Update the listing below by changing each "pixel coordinates" to "image coordinates" and keeping every other line as it is.
>> START Extracted entries
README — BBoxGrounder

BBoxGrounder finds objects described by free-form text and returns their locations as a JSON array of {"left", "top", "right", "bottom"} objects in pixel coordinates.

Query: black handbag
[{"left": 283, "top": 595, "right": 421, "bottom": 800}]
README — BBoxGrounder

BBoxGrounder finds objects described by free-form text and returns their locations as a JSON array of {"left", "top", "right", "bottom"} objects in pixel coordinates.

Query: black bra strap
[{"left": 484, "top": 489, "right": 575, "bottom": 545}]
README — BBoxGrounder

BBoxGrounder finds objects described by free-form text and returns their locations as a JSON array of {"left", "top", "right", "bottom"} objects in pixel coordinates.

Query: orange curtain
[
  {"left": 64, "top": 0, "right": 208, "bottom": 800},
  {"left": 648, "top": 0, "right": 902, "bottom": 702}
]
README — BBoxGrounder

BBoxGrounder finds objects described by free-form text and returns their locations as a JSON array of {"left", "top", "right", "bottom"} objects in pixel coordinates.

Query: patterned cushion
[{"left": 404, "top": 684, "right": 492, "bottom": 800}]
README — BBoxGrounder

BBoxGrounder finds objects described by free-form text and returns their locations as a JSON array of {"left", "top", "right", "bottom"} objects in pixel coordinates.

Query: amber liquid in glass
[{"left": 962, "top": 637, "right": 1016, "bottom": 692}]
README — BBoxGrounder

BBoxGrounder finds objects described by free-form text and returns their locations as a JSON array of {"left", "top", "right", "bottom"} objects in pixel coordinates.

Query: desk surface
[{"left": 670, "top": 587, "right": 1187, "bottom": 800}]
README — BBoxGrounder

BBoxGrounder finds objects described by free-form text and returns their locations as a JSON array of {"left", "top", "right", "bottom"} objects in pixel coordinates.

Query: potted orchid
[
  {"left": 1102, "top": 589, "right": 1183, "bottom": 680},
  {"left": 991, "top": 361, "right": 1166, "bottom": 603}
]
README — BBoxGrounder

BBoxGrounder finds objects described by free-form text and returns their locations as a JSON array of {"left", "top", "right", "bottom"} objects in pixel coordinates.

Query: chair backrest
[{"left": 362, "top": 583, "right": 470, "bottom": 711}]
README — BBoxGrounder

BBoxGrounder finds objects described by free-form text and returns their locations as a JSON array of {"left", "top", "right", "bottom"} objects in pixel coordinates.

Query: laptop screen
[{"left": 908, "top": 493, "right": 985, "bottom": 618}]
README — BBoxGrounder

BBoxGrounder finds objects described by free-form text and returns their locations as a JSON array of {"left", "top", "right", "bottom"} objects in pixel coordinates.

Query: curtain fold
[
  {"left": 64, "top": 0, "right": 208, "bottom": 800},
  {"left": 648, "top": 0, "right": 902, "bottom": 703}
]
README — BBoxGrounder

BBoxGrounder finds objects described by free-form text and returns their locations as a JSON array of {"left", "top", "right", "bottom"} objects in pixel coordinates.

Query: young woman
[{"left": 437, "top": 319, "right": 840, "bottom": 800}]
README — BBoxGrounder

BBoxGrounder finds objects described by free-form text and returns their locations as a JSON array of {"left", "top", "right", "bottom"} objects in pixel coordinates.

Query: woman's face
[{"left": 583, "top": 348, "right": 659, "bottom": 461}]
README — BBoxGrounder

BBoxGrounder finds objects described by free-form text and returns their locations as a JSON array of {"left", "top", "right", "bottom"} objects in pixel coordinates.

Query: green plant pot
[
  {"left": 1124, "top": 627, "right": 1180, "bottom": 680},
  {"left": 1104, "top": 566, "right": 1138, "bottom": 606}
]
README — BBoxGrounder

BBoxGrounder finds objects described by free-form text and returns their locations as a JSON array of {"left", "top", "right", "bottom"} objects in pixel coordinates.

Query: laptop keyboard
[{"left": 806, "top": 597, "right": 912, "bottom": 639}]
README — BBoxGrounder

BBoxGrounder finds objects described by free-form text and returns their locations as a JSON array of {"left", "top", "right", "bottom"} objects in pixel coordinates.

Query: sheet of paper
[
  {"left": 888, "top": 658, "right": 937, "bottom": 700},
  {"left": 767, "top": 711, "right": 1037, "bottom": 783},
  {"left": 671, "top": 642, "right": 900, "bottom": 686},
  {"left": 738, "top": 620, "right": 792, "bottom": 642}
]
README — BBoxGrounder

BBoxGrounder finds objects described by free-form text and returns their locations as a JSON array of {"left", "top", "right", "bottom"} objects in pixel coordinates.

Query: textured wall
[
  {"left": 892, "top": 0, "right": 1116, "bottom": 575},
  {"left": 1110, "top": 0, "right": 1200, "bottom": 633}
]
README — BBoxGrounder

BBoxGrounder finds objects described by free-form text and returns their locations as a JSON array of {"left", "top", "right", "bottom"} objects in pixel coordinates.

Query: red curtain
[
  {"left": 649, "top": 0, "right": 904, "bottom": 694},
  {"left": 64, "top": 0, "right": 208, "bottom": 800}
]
>> END Extracted entries
Completed exercise:
README — BBoxGrounder

BBoxGrounder finds objects described by free-form text and returns their locations as a JSON array of {"left", "top", "right", "bottom"} objects in image coordinates.

Query: black handbag
[{"left": 283, "top": 595, "right": 421, "bottom": 800}]
README — BBoxGrounder

BBoxGrounder finds objects described by free-form text and returns their locations as a JSON array of {"left", "top", "right", "bottom"} objects in image coordinates.

Query: black bra strap
[{"left": 484, "top": 489, "right": 575, "bottom": 545}]
README — BBoxGrounder

BBoxGrounder finds objects described by free-form text and returns their locations as a JSON array of {"left", "top", "right", "bottom"} objects in image coordinates.

Query: orange curtain
[
  {"left": 64, "top": 0, "right": 208, "bottom": 800},
  {"left": 648, "top": 0, "right": 902, "bottom": 702}
]
README — BBoxGrounder

BBoxGrounder finds objects described by free-form text and returns their locations as a JSON array of {"left", "top", "right", "bottom"} objects in image coordinates.

Query: patterned cushion
[{"left": 404, "top": 684, "right": 492, "bottom": 800}]
README — BBoxGrounder

BBoxGrounder finds objects described by free-form text and returns their locations as a JSON array of {"left", "top", "right", "bottom"} objects in image coordinates.

Query: amber liquid in glass
[{"left": 962, "top": 637, "right": 1016, "bottom": 692}]
README — BBoxGrounder

BBoxGrounder finds objects described by free-form text and returns their locations as a JSON array of {"left", "top", "right", "bottom"} objects in image coordinates.

Query: desk surface
[{"left": 670, "top": 587, "right": 1187, "bottom": 800}]
README — BBoxGrounder

BBoxGrounder finds objects described by free-form text and returns their locations as a JSON array of {"left", "top", "right", "bottom"} objects in image coordinates.

Query: potted orchid
[
  {"left": 1102, "top": 589, "right": 1183, "bottom": 680},
  {"left": 991, "top": 361, "right": 1166, "bottom": 603}
]
README — BBoxGrounder

BBoxGrounder finds objects described by free-form text and returns their locations as a JSON array of {"left", "top", "right", "bottom"} objects in image coordinates.

Query: chair backrest
[{"left": 362, "top": 583, "right": 470, "bottom": 711}]
README — BBoxGrounder

BBoxGrounder finds objects described by free-form text and returns their locations as a JSON array of {"left", "top", "right", "bottom"} objects in image coordinates.

Query: laptop screen
[{"left": 908, "top": 493, "right": 985, "bottom": 618}]
README — BBoxGrounder

BBoxGrounder finds objects described by free-form text and returns their locations as a JSON array of {"left", "top", "right", "bottom"} objects in image coordinates.

Query: curtain fold
[
  {"left": 64, "top": 0, "right": 208, "bottom": 800},
  {"left": 648, "top": 0, "right": 902, "bottom": 703}
]
README — BBoxGrounder

BBoxGrounder finds objects described by free-form text and returns their locations as a JSON array of {"left", "top", "right", "bottom"} objects in image coordinates.

Query: young woman
[{"left": 437, "top": 319, "right": 840, "bottom": 800}]
README — BBoxGrounder

BBoxGrounder finds objects described by free-form text and returns their locations as a JSON array of {"left", "top", "right", "bottom"} objects in image coordinates.

Query: woman's face
[{"left": 583, "top": 348, "right": 659, "bottom": 461}]
README — BBoxGrounder

BBoxGrounder finds objects described by free-form text and returns their locations as a JSON array of {"left", "top", "right", "bottom"} objects in image coordinates.

Query: green plant pot
[
  {"left": 1124, "top": 627, "right": 1180, "bottom": 680},
  {"left": 1104, "top": 566, "right": 1138, "bottom": 606}
]
README — BBoxGrounder

BBoxGrounder finds objects described by free-form text and returns their locations as a JSON array of {"left", "top", "right", "bottom"} objects in image coordinates.

Query: laptop keyboard
[{"left": 806, "top": 597, "right": 912, "bottom": 639}]
README — BBoxGrounder

BBoxGrounder finds objects described by free-form text and returns their locations as a JSON array of {"left", "top", "right", "bottom"} objects in image coordinates.

Query: sheet of paper
[
  {"left": 888, "top": 658, "right": 937, "bottom": 700},
  {"left": 767, "top": 711, "right": 1037, "bottom": 783},
  {"left": 671, "top": 642, "right": 900, "bottom": 686},
  {"left": 738, "top": 620, "right": 792, "bottom": 642}
]
README — BBoxGrounder

BBoxGrounder finds objects described by free-form text and returns their locations as a JSON array of {"left", "top", "right", "bottom"} objects in image coordinates.

Query: textured wall
[
  {"left": 892, "top": 0, "right": 1116, "bottom": 575},
  {"left": 1110, "top": 0, "right": 1200, "bottom": 633}
]
README — BBoxGrounder

BBoxGrounder finds objects described by free-form text and returns their locations as a JSON array of {"left", "top", "right", "bottom"} objects in image coordinates.

Query: red curtain
[
  {"left": 649, "top": 0, "right": 904, "bottom": 694},
  {"left": 64, "top": 0, "right": 208, "bottom": 800}
]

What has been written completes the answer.